What is needed -> Repeat every line of the listing below word for word, but leave the pictures out.

Materials provided ->
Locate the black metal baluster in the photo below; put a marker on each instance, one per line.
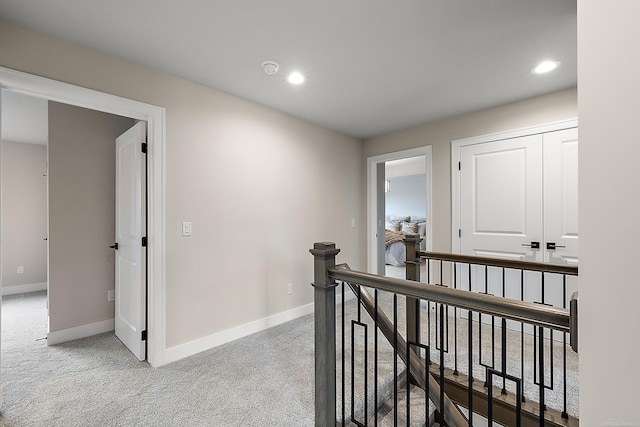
(541, 367)
(408, 383)
(504, 355)
(522, 335)
(442, 359)
(395, 359)
(455, 323)
(375, 358)
(565, 414)
(470, 346)
(504, 337)
(343, 357)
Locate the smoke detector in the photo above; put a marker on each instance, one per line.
(270, 67)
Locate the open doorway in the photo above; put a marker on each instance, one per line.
(398, 200)
(154, 117)
(58, 215)
(23, 185)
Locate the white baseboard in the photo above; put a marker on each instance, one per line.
(23, 289)
(78, 332)
(193, 347)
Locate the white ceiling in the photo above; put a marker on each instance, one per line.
(404, 167)
(372, 66)
(24, 119)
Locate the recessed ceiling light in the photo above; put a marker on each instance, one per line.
(545, 67)
(295, 78)
(270, 67)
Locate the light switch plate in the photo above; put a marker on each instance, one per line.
(186, 229)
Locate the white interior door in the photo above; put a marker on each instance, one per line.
(500, 198)
(515, 192)
(561, 196)
(130, 315)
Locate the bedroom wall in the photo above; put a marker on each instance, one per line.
(407, 196)
(81, 214)
(24, 216)
(561, 105)
(258, 185)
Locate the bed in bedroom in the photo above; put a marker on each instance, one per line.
(395, 230)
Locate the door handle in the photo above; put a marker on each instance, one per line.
(532, 245)
(552, 246)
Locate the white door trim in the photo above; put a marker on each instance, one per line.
(457, 144)
(372, 198)
(53, 90)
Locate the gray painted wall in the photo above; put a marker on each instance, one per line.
(24, 214)
(259, 186)
(81, 214)
(408, 196)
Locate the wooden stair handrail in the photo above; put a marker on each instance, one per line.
(571, 270)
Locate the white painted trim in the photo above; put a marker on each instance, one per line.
(70, 334)
(457, 144)
(372, 197)
(155, 117)
(206, 343)
(23, 289)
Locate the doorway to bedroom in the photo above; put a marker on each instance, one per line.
(399, 201)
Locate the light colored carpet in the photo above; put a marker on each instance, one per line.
(265, 379)
(262, 380)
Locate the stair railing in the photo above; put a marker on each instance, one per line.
(417, 354)
(542, 283)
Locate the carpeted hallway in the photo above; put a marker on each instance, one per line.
(254, 381)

Worked solution ->
Locate the black metal baluster in the photo below; put a marker on each instance, one per line.
(541, 367)
(408, 383)
(504, 355)
(522, 335)
(442, 359)
(395, 359)
(455, 323)
(375, 358)
(565, 414)
(470, 346)
(504, 337)
(343, 357)
Locate the smoke detector in the photo above; put a marker on each instance, one per line.
(270, 67)
Locate the open doorway in the photo above; put a marker on each instance, one per line.
(398, 200)
(154, 117)
(58, 215)
(23, 185)
Locate the white baseboard in the photo above; put a marker on each instance, one per line.
(23, 289)
(78, 332)
(193, 347)
Locate the white ceiling in the photo above; put a marker on each instance, one per line.
(404, 167)
(372, 66)
(24, 119)
Locate the recessed ceiling light in the photo above; put a marker on each instance, one per line.
(545, 67)
(295, 78)
(270, 67)
Locate the light switch plate in the photo above; put a marker on each instance, one per line.
(186, 229)
Locate the white interior door in the photo above; put a marker on each instance, one per line.
(500, 198)
(515, 192)
(561, 196)
(130, 315)
Locate the bedroom wall in the photo above; put a marker on each instance, one per line.
(407, 196)
(81, 214)
(24, 216)
(561, 105)
(258, 185)
Locate the bed in bedroom in the photo above; put a marker on each instance, one per line.
(395, 230)
Locate the door handle in the photo above; put a marker on each instance, one per line.
(532, 245)
(552, 246)
Locate the white door trim in the photo above; put a marker on each instance, one per line.
(457, 144)
(372, 198)
(53, 90)
Locate the gray painted wall in the photo above; put a marker on each instance, one per line.
(24, 214)
(259, 186)
(81, 214)
(408, 196)
Locate the wooden stair handrail in the photo above; put a marker on each instance, one per line.
(571, 270)
Locate the white painted trim in the photo above; put a marker on each instance, one per line.
(70, 334)
(457, 144)
(372, 197)
(155, 117)
(206, 343)
(23, 289)
Locate the doorway to bedroom in the photo above; put a marker on each instance, one per line.
(399, 201)
Locate the light colored carpet in the photo above; put a marker on each instance, one per line.
(265, 379)
(262, 380)
Locate the stair railing in the photo above; put a marker on each instance, one per line.
(417, 354)
(542, 283)
Locate the carpeted hallway in the photo above; put a marker on each instance, one per line.
(254, 381)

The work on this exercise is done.